### Pointing records
## Start
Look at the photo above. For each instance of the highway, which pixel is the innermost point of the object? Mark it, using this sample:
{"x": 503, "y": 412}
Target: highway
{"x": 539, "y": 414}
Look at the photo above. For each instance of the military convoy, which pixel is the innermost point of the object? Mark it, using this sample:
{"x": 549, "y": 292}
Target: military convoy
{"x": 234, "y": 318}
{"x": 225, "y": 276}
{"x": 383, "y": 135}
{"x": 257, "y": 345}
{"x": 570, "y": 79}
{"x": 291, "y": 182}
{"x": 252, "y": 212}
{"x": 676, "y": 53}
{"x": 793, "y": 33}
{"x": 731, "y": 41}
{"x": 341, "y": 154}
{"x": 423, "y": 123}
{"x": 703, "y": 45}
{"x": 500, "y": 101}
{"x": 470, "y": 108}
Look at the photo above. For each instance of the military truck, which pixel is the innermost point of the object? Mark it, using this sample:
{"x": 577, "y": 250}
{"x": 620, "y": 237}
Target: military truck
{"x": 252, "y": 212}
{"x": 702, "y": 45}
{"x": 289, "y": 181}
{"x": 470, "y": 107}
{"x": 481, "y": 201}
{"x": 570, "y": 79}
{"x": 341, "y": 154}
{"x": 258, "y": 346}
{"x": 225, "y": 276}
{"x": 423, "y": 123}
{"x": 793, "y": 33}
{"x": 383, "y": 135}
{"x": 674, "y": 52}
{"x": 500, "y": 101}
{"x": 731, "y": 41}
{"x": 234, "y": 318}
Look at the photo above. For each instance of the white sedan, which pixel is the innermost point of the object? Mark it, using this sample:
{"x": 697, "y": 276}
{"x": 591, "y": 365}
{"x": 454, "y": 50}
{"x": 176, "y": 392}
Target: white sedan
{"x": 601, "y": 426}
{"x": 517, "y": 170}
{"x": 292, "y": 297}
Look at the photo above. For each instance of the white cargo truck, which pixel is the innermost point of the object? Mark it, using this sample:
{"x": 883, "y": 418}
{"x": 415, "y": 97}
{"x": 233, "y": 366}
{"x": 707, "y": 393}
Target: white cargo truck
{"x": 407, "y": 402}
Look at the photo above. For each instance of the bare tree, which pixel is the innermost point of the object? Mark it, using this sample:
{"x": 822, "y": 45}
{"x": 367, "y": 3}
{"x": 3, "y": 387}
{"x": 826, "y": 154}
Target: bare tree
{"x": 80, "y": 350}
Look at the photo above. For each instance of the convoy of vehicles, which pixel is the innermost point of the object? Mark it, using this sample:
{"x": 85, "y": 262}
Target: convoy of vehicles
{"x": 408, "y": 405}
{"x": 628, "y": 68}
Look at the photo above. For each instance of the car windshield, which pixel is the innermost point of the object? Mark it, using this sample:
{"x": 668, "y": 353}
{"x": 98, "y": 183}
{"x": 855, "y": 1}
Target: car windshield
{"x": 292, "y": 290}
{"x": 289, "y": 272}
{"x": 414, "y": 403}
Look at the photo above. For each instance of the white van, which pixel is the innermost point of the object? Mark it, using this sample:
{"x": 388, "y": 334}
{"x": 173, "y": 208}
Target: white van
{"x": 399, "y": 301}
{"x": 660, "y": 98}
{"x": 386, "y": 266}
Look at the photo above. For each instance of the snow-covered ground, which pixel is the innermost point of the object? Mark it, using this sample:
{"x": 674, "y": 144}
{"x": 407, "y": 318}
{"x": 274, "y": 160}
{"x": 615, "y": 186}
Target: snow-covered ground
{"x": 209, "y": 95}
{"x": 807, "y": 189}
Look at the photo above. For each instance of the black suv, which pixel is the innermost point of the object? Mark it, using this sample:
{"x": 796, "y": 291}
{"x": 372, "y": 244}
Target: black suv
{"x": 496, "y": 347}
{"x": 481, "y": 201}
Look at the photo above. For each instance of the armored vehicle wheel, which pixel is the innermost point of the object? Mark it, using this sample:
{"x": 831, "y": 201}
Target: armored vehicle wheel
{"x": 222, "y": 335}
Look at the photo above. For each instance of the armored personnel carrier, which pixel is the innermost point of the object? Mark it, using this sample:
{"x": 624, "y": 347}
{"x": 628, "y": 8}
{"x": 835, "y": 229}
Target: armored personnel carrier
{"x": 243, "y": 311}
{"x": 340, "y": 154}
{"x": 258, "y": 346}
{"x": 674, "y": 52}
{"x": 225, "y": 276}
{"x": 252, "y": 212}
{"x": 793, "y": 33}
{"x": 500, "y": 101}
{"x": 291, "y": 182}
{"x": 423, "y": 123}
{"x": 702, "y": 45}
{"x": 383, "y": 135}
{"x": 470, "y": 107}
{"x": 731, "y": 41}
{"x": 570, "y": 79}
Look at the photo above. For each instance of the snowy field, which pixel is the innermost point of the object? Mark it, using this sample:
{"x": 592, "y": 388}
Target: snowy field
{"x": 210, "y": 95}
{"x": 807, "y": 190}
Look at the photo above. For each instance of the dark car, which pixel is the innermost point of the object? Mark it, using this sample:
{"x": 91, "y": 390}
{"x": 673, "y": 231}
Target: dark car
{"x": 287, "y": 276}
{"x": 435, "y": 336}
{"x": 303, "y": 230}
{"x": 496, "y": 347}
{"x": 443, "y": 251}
## End
Please give every line of the records above as a numbered list, leaving out blank lines.

### The completed task
1. Look at the photo above. For each instance of the highway, which pixel is the innermost point of the object? Mark it, using this sample:
2. {"x": 503, "y": 412}
3. Target: highway
4. {"x": 539, "y": 414}
5. Look at the photo above. For each instance of the military convoy, which pixel is the innermost point of the object? Mark it, using this sample:
6. {"x": 549, "y": 292}
7. Target: military convoy
8. {"x": 234, "y": 318}
9. {"x": 225, "y": 276}
10. {"x": 383, "y": 135}
11. {"x": 257, "y": 345}
12. {"x": 570, "y": 79}
13. {"x": 291, "y": 182}
14. {"x": 252, "y": 212}
15. {"x": 676, "y": 53}
16. {"x": 793, "y": 33}
17. {"x": 731, "y": 41}
18. {"x": 341, "y": 154}
19. {"x": 423, "y": 123}
20. {"x": 703, "y": 45}
21. {"x": 500, "y": 101}
22. {"x": 470, "y": 108}
23. Look at the photo above. For each instance of the military truck, which pixel is the innermost point of the object? Mark it, using this sample:
24. {"x": 577, "y": 250}
25. {"x": 620, "y": 237}
26. Target: military truck
27. {"x": 252, "y": 212}
28. {"x": 702, "y": 45}
29. {"x": 289, "y": 181}
30. {"x": 470, "y": 107}
31. {"x": 481, "y": 201}
32. {"x": 570, "y": 79}
33. {"x": 341, "y": 154}
34. {"x": 258, "y": 346}
35. {"x": 225, "y": 276}
36. {"x": 423, "y": 123}
37. {"x": 793, "y": 33}
38. {"x": 383, "y": 135}
39. {"x": 674, "y": 52}
40. {"x": 500, "y": 101}
41. {"x": 731, "y": 41}
42. {"x": 234, "y": 318}
43. Look at the photo above. For each instance of the white sedan, which pixel is the innermost point of the object? Mark it, using this sample:
44. {"x": 697, "y": 276}
45. {"x": 591, "y": 365}
46. {"x": 454, "y": 50}
47. {"x": 176, "y": 392}
48. Target: white sedan
49. {"x": 601, "y": 426}
50. {"x": 517, "y": 170}
51. {"x": 292, "y": 297}
52. Look at the photo above. For each instance of the white cargo truck, which pixel is the innermost point of the object? Mark it, using this sample:
53. {"x": 883, "y": 418}
54. {"x": 415, "y": 97}
55. {"x": 233, "y": 366}
56. {"x": 707, "y": 393}
57. Target: white cargo truck
58. {"x": 407, "y": 402}
59. Look at the photo above. For each instance of the bare tree, which pixel is the innermost point of the object? Mark it, using this sample:
60. {"x": 822, "y": 45}
61. {"x": 367, "y": 3}
62. {"x": 3, "y": 387}
63. {"x": 826, "y": 154}
64. Target: bare tree
65. {"x": 80, "y": 350}
66. Look at the photo above. For each instance of the convoy of vehicles, which pixel is the innermost point of the object? Mark it, using this sample:
67. {"x": 85, "y": 262}
68. Target: convoy of vehicles
69. {"x": 408, "y": 405}
70. {"x": 628, "y": 68}
71. Look at the photo above. For each instance of the car windshield, which pixel is the innermost point of the object? Mark it, using this sample:
72. {"x": 668, "y": 353}
73. {"x": 98, "y": 183}
74. {"x": 855, "y": 1}
75. Target: car windshield
76. {"x": 292, "y": 290}
77. {"x": 289, "y": 272}
78. {"x": 414, "y": 403}
79. Look at the photo above. For each instance of the white van, which pixel is the innermost point of the object? Mark it, using this sample:
80. {"x": 388, "y": 334}
81. {"x": 173, "y": 208}
82. Target: white van
83. {"x": 399, "y": 301}
84. {"x": 660, "y": 98}
85. {"x": 386, "y": 266}
86. Look at the photo above. For each instance of the snow-covered ground, which pixel is the innermost point of the object? Mark it, using this sample:
87. {"x": 674, "y": 144}
88. {"x": 407, "y": 318}
89. {"x": 274, "y": 160}
90. {"x": 615, "y": 186}
91. Target: snow-covered ground
92. {"x": 209, "y": 95}
93. {"x": 807, "y": 189}
94. Look at the photo above. For each instance of the black suv, which pixel is the innermost point of the object? Mark it, using this sample:
95. {"x": 796, "y": 291}
96. {"x": 372, "y": 244}
97. Target: black suv
98. {"x": 496, "y": 347}
99. {"x": 481, "y": 201}
100. Look at the photo above. For each instance of the armored vehicle wheel, which pixel is the innermost point of the object? Mark it, using this sample:
101. {"x": 831, "y": 201}
102. Target: armored vehicle wheel
103. {"x": 222, "y": 335}
104. Look at the photo above. For each instance of the armored personnel carrier, which pixel is the innermost point of the object? Mark it, using this sample:
105. {"x": 624, "y": 347}
106. {"x": 628, "y": 8}
107. {"x": 835, "y": 229}
108. Target: armored personnel carrier
109. {"x": 243, "y": 311}
110. {"x": 340, "y": 154}
111. {"x": 258, "y": 346}
112. {"x": 674, "y": 52}
113. {"x": 225, "y": 276}
114. {"x": 252, "y": 212}
115. {"x": 793, "y": 33}
116. {"x": 500, "y": 101}
117. {"x": 291, "y": 182}
118. {"x": 423, "y": 123}
119. {"x": 702, "y": 45}
120. {"x": 383, "y": 135}
121. {"x": 470, "y": 107}
122. {"x": 731, "y": 41}
123. {"x": 570, "y": 79}
124. Look at the photo above. For each instance of the snowy field, which pixel is the innermost point of the object? Mark it, using this sample:
125. {"x": 592, "y": 388}
126. Target: snowy field
127. {"x": 210, "y": 95}
128. {"x": 807, "y": 190}
129. Look at the photo above. For each instance of the dark car, which pixel is the innermost point of the object? Mark it, using this sample:
130. {"x": 91, "y": 390}
131. {"x": 673, "y": 231}
132. Target: dark car
133. {"x": 287, "y": 276}
134. {"x": 435, "y": 336}
135. {"x": 303, "y": 230}
136. {"x": 496, "y": 347}
137. {"x": 443, "y": 251}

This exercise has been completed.